• Task instructions
Show every line in the entries below that contains the word "Request", copying each one in full.

• Records supplied
■ ■ ■ ■ ■ ■ ■
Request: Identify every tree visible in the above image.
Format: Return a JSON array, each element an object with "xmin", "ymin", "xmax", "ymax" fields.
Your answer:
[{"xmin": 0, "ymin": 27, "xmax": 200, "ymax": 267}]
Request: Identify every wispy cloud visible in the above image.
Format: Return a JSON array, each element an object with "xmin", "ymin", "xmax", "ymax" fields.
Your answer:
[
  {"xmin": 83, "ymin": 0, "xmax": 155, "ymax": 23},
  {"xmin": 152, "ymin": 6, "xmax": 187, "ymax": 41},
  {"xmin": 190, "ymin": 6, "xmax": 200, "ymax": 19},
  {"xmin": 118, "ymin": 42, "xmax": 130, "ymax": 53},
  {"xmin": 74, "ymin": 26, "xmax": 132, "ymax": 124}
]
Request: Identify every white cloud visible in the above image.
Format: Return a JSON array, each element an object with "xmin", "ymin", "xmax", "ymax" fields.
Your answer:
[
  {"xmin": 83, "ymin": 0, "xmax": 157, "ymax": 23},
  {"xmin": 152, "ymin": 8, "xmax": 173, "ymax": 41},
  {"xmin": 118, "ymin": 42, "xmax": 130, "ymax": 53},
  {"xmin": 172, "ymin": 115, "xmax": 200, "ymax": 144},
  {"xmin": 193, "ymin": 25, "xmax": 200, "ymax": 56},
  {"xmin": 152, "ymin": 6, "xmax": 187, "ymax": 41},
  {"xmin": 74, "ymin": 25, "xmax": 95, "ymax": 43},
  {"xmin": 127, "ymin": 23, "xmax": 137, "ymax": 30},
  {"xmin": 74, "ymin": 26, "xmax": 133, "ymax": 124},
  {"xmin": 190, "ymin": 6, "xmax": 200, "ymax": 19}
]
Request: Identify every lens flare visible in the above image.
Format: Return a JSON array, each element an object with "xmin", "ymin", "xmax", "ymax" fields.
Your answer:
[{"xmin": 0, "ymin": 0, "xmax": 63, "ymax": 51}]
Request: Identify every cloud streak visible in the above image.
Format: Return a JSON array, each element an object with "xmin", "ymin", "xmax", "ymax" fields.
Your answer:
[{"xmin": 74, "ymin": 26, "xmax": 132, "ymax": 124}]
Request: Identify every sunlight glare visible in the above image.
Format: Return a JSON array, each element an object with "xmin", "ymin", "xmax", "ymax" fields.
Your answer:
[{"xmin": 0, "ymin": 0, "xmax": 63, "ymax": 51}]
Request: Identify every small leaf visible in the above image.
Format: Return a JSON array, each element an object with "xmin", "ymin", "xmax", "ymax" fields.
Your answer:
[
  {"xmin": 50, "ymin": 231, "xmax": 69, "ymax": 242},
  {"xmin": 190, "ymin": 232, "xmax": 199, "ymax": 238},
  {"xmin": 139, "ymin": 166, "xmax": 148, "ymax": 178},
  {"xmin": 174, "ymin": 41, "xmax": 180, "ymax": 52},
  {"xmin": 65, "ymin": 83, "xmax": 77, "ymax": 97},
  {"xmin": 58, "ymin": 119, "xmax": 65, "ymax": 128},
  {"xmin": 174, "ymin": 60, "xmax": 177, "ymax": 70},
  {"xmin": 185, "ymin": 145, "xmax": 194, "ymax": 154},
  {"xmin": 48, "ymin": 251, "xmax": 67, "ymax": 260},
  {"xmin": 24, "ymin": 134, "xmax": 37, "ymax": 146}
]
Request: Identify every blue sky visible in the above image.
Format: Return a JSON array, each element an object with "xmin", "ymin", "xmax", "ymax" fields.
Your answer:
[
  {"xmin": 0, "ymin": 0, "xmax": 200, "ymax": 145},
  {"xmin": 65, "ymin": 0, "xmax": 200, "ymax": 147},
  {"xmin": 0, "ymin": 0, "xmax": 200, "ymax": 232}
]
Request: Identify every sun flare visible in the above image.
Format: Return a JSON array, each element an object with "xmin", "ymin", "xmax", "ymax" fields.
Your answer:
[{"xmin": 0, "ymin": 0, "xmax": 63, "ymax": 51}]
■ ■ ■ ■ ■ ■ ■
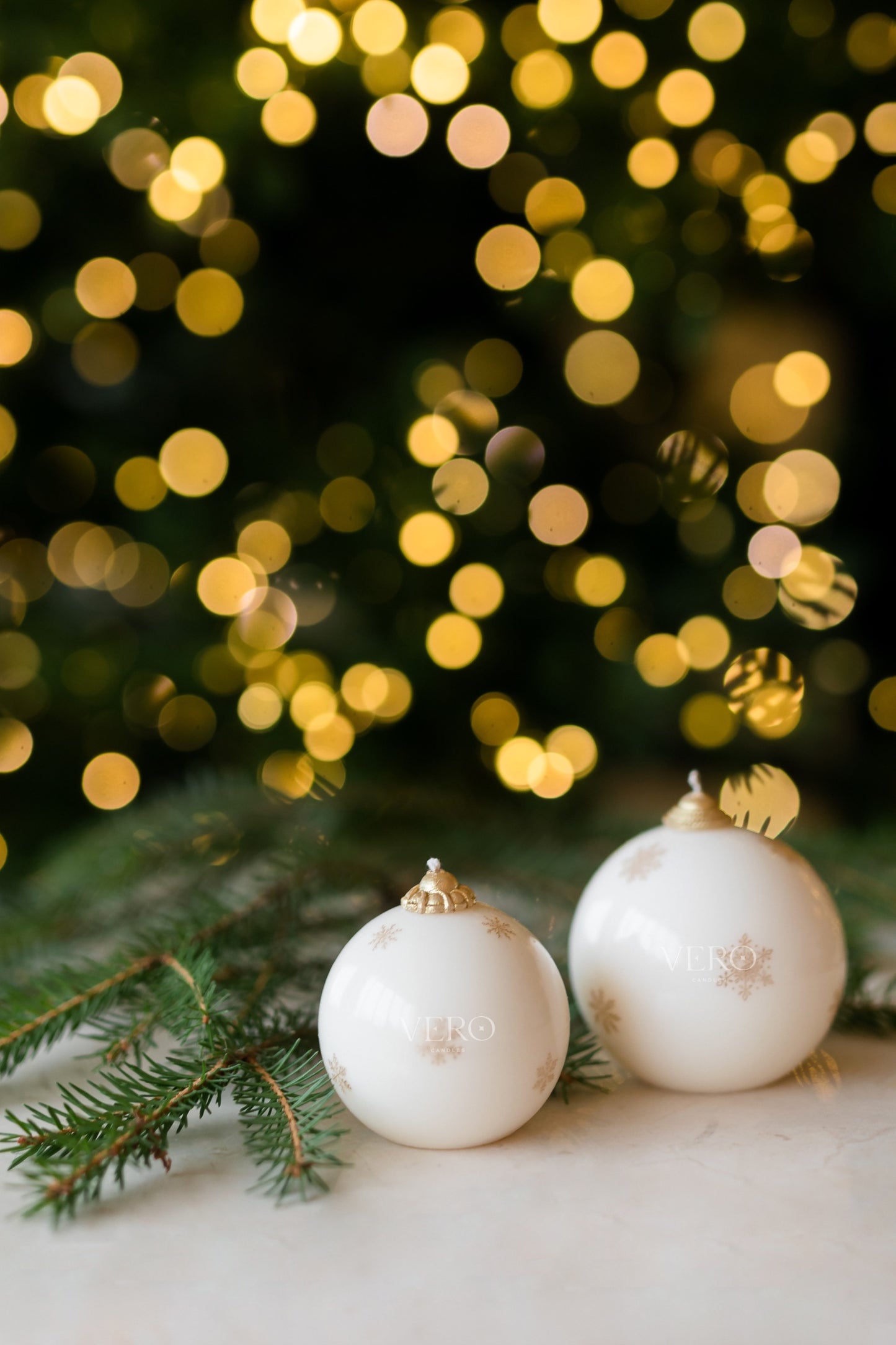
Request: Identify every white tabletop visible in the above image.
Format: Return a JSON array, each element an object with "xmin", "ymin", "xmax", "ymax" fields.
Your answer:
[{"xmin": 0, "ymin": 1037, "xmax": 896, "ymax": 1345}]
■ ■ ■ ■ ■ ■ ■
• The result
Request: Identify every tree visible in the above image.
Request: Identify every wispy cloud visible in the above image.
Request: Identify every white cloud visible in the above image.
Request: Identify every lens flare visible in the above image.
Request: Identify every cloud streak visible in the above image.
Request: Identify every sunlight glare visible in the above image.
Request: Identify every small leaf visible in the above image.
Request: Identify every blue sky visible in the above image.
Request: Identify every sun flare visible in the above image.
Request: Identify every white tabletop visible in the above image.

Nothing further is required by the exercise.